= Record excerpts =
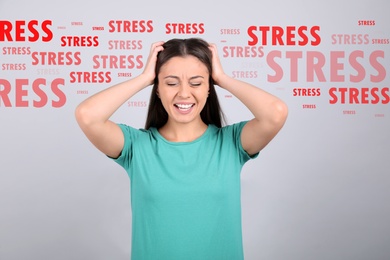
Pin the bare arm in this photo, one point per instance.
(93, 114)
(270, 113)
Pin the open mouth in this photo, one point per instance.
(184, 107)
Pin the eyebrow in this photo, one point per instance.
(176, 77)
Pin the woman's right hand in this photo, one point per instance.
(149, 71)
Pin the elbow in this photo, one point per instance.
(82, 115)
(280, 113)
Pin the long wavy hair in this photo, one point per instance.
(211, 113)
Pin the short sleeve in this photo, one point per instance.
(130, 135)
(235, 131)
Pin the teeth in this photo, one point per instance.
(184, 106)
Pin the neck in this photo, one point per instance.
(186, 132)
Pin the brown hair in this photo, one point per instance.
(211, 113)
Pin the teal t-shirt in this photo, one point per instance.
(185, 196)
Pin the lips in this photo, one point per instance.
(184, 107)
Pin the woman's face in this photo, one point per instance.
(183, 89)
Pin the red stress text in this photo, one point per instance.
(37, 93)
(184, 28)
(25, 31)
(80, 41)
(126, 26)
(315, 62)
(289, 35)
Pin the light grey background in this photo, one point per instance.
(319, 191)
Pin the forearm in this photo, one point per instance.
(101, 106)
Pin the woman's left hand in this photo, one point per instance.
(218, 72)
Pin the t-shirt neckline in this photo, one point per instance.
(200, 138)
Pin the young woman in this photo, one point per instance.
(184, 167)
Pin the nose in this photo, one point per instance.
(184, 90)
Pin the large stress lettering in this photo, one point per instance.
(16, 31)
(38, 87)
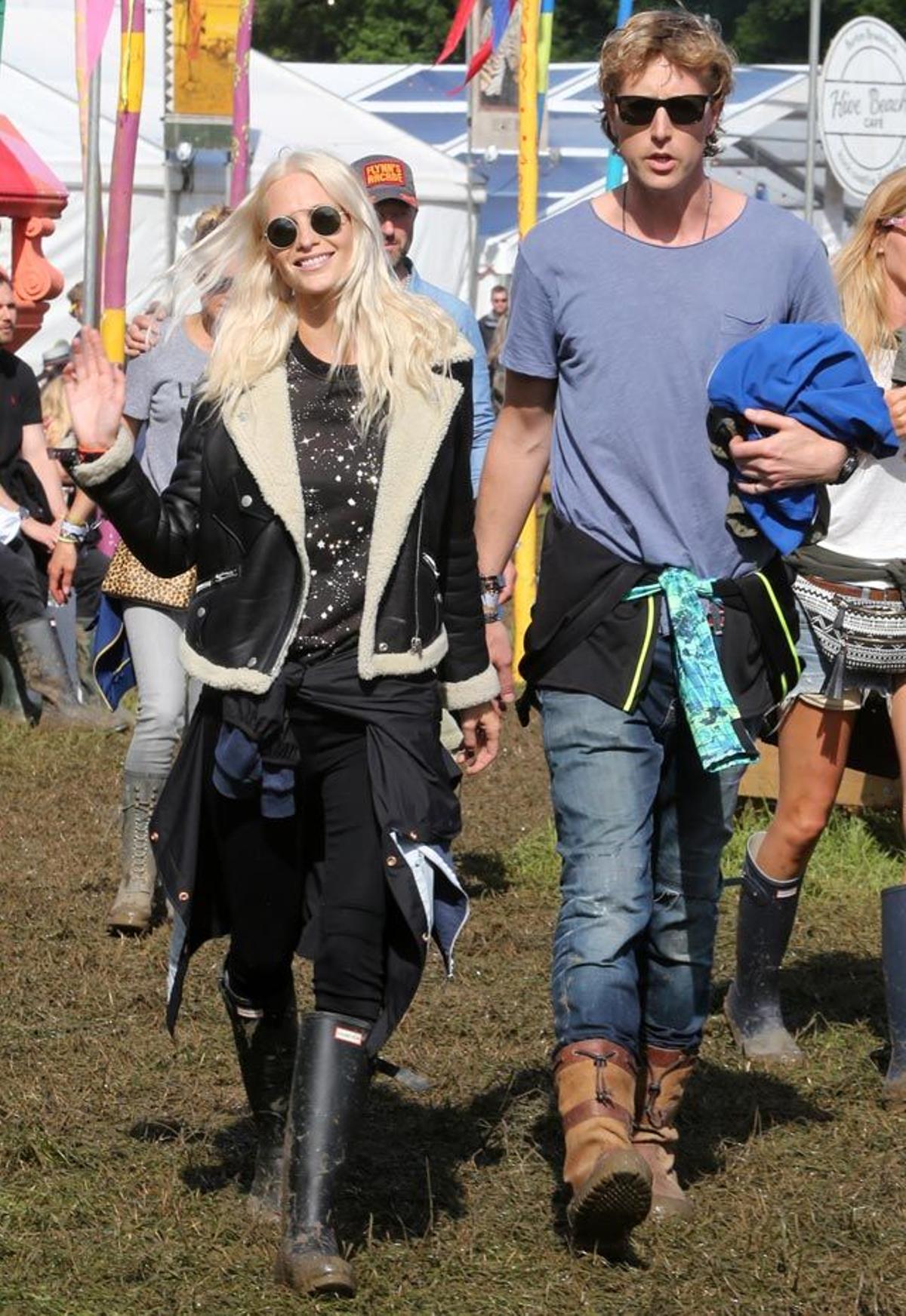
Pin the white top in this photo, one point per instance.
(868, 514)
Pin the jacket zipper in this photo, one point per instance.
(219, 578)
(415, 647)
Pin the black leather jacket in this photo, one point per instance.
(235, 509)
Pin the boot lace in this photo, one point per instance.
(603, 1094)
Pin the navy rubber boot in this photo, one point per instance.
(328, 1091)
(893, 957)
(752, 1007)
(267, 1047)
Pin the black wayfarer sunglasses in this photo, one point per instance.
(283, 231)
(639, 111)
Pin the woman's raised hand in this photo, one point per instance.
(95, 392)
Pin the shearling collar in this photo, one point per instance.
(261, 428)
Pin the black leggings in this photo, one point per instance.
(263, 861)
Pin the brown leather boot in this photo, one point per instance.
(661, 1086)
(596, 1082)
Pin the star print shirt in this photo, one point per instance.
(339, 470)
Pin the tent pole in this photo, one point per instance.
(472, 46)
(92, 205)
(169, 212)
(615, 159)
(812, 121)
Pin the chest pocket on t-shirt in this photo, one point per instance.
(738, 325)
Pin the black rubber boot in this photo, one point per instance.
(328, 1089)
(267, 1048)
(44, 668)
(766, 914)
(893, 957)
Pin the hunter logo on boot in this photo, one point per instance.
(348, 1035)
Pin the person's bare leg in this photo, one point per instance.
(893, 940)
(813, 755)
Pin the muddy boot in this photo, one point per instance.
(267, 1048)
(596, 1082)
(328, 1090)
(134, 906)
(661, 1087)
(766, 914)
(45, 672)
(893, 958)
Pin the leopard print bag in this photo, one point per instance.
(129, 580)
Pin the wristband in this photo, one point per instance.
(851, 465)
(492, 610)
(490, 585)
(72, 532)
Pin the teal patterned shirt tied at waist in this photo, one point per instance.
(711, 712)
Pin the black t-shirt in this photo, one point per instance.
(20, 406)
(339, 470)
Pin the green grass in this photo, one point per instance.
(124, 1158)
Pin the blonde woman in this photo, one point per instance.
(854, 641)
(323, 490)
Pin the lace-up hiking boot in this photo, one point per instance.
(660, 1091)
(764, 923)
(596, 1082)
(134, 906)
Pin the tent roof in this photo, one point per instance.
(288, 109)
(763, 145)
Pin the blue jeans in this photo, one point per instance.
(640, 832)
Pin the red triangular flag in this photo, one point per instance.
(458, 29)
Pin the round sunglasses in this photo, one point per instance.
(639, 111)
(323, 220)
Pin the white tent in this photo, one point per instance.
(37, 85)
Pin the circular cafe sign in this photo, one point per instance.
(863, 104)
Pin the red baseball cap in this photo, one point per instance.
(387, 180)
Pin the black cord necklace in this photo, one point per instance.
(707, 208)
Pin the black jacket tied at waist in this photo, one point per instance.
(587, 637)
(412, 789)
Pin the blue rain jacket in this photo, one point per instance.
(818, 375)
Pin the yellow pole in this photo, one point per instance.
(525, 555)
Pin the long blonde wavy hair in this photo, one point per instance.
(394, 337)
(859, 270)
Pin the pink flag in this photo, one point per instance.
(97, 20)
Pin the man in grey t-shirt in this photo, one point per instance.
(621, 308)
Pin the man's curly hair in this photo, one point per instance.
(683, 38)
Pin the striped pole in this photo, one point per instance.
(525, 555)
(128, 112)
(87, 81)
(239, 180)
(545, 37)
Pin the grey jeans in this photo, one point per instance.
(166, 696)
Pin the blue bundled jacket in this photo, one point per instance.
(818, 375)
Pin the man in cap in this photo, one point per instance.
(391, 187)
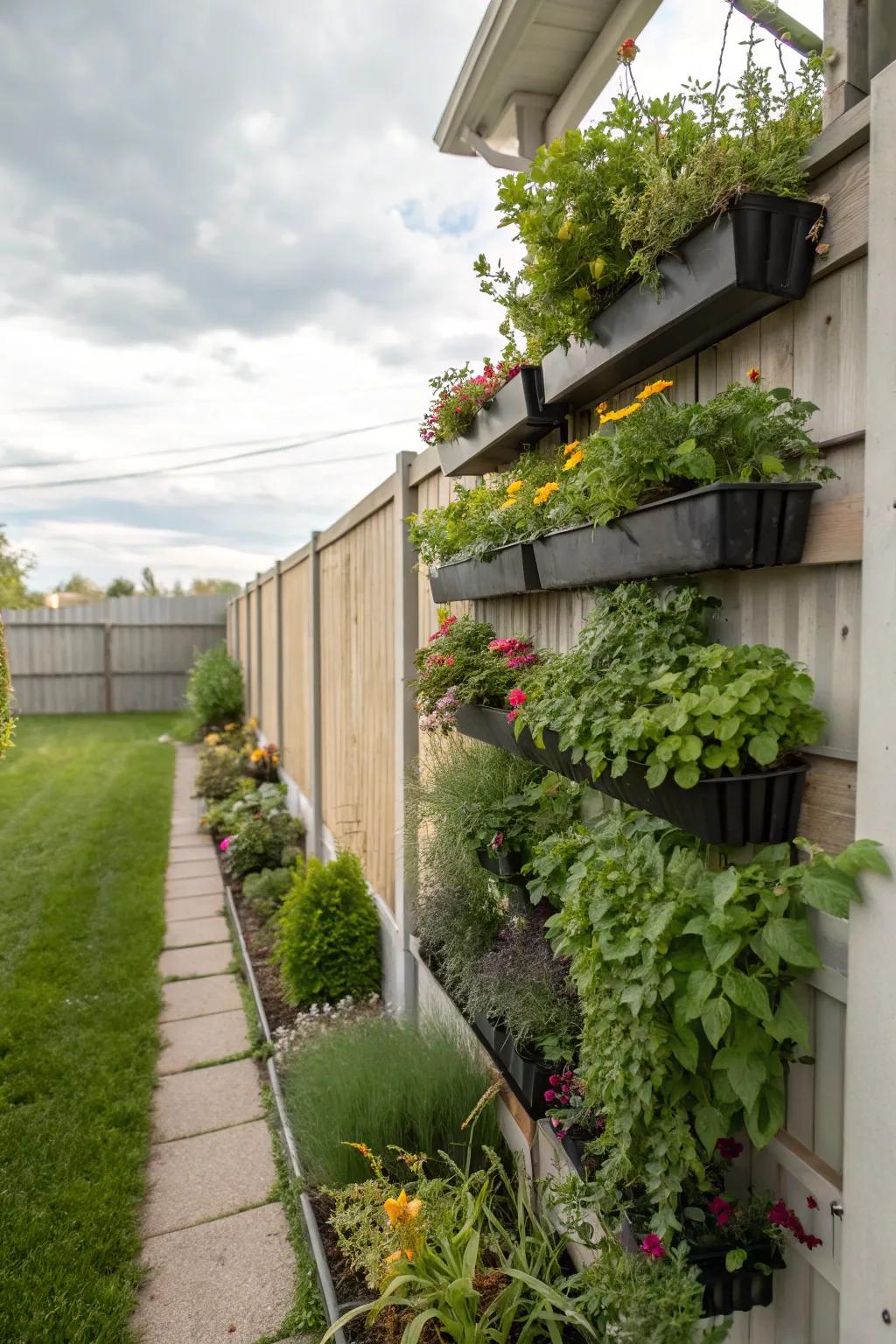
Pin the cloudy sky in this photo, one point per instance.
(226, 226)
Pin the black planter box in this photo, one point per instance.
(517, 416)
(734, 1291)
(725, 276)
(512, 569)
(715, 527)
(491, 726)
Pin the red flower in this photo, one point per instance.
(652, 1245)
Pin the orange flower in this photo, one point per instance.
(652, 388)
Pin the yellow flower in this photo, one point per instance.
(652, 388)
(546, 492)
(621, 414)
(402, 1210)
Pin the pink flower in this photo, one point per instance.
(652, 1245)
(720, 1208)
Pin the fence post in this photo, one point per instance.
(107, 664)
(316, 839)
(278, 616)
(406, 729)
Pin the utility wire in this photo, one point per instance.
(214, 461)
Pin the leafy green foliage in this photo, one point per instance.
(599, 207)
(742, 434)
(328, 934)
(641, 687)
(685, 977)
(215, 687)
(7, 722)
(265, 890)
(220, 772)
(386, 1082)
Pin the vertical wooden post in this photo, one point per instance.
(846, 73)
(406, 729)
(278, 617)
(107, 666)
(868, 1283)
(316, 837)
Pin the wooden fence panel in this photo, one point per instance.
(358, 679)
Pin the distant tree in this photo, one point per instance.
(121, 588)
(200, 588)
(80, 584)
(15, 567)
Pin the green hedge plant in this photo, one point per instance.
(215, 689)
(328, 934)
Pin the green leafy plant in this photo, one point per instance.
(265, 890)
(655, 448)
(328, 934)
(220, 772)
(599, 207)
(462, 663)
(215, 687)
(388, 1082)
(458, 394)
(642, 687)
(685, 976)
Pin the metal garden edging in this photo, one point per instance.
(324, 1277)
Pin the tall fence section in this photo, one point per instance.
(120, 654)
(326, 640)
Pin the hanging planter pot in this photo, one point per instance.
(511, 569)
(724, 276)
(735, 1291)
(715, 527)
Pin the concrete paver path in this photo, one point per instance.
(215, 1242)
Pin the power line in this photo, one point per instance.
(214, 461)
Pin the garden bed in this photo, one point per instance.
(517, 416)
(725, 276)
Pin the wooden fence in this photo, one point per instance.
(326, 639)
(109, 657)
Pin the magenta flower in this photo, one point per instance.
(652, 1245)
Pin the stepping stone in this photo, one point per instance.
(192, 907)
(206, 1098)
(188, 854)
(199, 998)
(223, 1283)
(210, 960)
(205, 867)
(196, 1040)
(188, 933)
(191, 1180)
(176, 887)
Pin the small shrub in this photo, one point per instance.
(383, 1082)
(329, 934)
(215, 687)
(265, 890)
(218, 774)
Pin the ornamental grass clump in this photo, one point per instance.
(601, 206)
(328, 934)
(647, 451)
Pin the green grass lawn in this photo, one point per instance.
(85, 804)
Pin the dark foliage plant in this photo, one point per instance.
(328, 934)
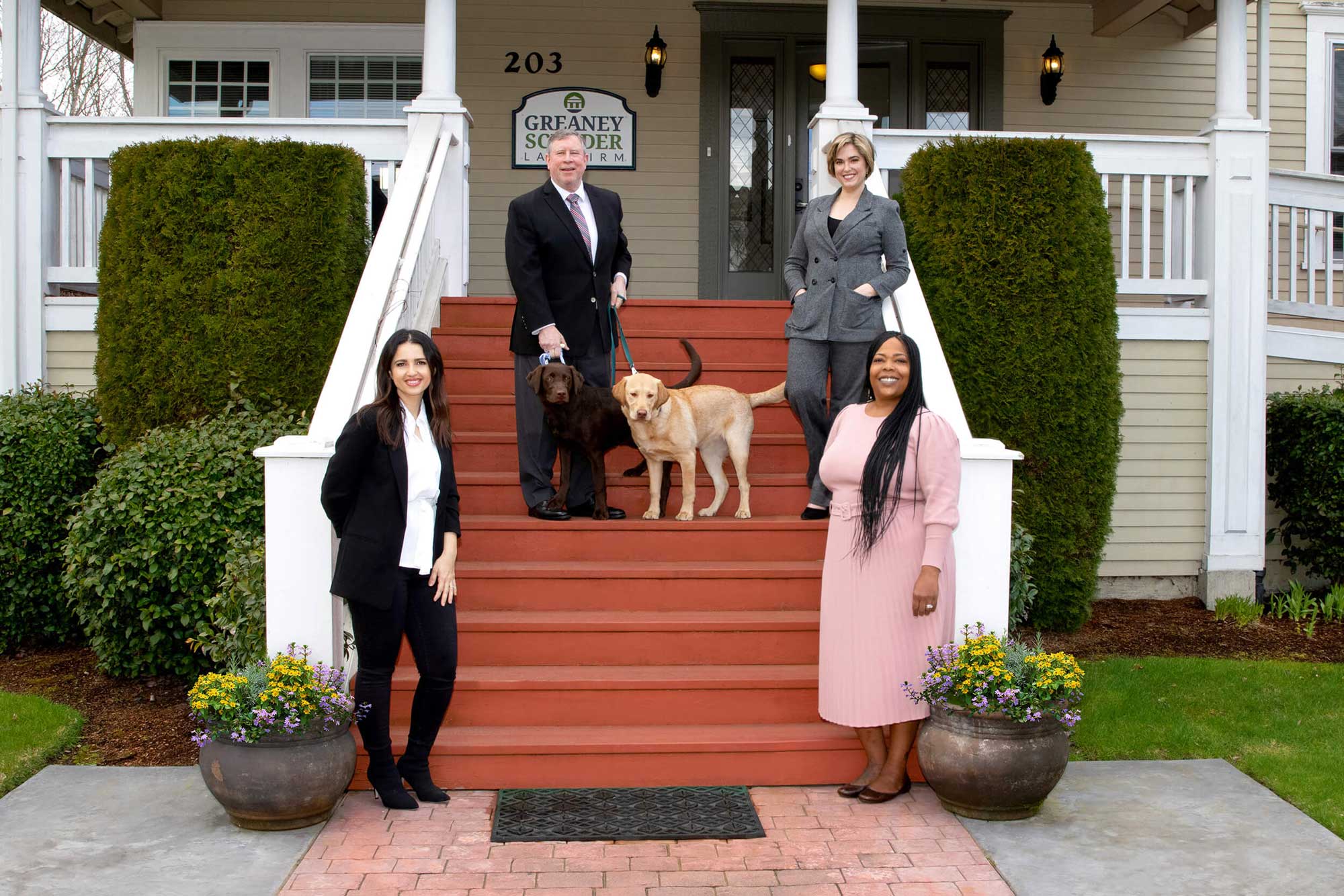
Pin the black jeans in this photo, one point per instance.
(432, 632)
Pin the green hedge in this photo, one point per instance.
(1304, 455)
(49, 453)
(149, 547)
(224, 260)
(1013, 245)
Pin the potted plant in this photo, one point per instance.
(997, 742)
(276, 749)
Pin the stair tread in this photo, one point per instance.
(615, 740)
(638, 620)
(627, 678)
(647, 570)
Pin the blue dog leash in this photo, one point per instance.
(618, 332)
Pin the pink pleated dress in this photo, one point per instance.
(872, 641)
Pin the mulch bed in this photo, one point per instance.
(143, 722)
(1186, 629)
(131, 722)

= Work instructions =
Give back exactly the lines from the line containing "Pin the black jeans" to the end of the entries, and no other lines.

= Result of this exercise =
Pin the black jeans in this photo, one point per instance.
(432, 632)
Pin the green hedge in this photo, one point per instance.
(1304, 455)
(49, 453)
(149, 547)
(224, 260)
(1013, 245)
Pin the potted plant in this photo, one point per instance.
(997, 742)
(276, 749)
Pin the stair tread in this photo, one point per instance.
(615, 740)
(638, 620)
(627, 678)
(647, 570)
Pin the blue dog leash in this photo, one point per instance.
(618, 332)
Pin the pink pleated dress in this photo, one point per instance.
(872, 641)
Pin the mulch bed in this photo, one point per instance.
(143, 722)
(1186, 629)
(131, 722)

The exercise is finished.